Collected data entries

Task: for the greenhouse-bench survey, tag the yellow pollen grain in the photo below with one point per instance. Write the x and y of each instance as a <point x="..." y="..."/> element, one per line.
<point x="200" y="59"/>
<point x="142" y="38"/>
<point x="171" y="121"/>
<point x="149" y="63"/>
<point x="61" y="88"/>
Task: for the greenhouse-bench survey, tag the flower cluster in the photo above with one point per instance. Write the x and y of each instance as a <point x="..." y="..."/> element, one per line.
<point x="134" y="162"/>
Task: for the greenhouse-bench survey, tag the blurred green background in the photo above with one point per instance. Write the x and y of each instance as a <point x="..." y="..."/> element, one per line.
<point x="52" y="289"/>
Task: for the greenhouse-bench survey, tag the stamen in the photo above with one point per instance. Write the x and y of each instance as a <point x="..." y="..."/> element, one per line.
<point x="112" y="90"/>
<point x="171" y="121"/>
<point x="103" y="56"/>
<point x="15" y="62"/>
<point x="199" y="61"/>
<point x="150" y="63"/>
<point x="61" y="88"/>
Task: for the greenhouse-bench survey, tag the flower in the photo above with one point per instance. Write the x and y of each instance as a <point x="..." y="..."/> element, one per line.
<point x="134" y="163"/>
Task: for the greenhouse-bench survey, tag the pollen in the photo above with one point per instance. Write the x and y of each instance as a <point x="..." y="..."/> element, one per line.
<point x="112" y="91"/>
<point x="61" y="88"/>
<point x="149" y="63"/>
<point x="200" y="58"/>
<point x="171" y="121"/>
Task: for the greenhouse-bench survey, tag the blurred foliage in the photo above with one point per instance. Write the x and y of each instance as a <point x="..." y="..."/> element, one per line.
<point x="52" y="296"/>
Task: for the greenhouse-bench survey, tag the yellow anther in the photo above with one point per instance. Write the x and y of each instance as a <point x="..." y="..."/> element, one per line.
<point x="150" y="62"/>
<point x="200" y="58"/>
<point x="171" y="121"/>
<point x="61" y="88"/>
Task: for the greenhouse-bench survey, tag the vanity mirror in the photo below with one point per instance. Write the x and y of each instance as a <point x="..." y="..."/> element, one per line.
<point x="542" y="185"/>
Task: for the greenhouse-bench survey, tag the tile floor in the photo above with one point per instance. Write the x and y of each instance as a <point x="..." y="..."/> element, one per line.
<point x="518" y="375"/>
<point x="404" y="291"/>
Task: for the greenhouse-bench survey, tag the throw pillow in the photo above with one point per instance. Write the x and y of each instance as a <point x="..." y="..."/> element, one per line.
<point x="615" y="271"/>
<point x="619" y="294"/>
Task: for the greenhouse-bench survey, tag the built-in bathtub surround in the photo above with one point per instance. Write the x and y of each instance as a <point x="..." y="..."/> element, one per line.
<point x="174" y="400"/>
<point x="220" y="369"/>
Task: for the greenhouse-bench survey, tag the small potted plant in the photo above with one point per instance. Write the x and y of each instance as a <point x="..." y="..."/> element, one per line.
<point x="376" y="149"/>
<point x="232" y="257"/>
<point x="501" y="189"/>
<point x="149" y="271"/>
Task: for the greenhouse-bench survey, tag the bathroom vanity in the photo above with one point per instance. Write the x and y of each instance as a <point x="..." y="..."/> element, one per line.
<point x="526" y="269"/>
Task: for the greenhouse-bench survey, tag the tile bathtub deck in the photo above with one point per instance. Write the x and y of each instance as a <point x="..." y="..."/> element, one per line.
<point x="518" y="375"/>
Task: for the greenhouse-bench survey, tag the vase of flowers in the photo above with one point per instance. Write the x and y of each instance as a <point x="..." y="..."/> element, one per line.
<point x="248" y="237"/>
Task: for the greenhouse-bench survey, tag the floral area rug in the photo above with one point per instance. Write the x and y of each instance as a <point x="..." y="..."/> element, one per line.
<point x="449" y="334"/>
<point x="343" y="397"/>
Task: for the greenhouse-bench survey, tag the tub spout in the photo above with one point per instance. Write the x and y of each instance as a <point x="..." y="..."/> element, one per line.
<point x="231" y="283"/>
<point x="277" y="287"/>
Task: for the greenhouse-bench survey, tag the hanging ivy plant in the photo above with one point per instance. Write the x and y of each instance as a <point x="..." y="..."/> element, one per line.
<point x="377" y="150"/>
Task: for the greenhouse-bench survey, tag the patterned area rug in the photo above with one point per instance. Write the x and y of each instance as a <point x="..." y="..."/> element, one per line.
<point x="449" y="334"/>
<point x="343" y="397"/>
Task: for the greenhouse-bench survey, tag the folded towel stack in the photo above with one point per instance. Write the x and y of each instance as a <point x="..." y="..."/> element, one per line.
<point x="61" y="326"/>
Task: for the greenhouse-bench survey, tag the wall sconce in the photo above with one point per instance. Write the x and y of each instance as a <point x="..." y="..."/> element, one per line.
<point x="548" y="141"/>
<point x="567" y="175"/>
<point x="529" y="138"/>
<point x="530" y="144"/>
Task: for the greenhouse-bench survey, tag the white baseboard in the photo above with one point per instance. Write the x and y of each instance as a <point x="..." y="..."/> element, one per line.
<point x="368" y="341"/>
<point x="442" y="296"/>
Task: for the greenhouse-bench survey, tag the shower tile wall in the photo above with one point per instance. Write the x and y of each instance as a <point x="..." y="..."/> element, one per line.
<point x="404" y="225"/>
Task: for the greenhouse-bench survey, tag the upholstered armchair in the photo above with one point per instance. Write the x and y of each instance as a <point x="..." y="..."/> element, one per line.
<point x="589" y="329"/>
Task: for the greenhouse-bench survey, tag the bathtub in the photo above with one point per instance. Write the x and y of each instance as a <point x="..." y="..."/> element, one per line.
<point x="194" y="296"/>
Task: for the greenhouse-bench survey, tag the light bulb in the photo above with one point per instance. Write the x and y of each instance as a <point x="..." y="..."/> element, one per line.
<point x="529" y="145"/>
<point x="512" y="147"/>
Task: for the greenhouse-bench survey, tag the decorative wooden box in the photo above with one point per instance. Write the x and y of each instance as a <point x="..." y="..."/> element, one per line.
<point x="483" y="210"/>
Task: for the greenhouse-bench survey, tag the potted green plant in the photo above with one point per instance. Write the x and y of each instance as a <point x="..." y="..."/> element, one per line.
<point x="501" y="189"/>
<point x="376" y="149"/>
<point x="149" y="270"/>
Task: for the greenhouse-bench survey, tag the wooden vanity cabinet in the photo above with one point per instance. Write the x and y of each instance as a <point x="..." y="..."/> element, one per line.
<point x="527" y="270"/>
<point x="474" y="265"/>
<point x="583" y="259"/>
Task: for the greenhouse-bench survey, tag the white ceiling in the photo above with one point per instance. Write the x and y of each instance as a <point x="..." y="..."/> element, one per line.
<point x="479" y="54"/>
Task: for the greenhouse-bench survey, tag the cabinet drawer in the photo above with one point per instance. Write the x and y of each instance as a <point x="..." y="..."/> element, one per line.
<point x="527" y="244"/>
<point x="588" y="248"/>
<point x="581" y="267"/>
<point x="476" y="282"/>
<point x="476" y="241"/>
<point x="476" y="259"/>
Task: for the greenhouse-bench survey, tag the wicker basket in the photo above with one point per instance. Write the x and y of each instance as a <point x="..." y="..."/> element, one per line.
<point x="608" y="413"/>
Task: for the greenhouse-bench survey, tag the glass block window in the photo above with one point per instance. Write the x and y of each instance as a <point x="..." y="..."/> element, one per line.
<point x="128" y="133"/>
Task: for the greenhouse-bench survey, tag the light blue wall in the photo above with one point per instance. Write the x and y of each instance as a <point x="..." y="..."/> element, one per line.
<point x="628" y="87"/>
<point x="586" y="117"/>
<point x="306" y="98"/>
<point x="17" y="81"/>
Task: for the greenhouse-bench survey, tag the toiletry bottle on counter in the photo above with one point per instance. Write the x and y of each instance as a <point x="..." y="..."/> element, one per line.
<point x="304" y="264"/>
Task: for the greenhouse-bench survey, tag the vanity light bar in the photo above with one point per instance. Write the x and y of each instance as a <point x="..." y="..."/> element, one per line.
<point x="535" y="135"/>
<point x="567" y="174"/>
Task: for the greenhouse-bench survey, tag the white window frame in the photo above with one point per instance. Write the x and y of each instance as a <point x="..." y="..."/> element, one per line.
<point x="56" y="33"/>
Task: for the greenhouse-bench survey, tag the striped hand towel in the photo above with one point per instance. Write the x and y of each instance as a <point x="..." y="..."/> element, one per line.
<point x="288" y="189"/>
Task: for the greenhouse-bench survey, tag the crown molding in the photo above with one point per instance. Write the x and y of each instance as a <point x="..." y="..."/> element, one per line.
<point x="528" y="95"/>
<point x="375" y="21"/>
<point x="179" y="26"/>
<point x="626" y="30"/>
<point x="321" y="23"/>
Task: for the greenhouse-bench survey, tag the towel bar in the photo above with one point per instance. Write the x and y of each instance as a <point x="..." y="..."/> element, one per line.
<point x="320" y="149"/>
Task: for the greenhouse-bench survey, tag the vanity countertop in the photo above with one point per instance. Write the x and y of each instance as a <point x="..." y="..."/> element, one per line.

◆ What to do:
From the line holding "Task: for the greenhouse-bench survey, tag the towel" to the last line of the records, quote each line exactly and add nothing.

◆ Solution to this task:
Task: for the greenhouse-bench survey, tag the towel bar in the photo above with one point per instance. Write the x and y of each instance as a <point x="..." y="..."/> element, one per line.
<point x="320" y="149"/>
Task: for the greenhouse-bench survey, tag the vanity countertop in the photo above with one point per instance. Write the x and y of each instance as a <point x="..." y="..."/> element, one per line.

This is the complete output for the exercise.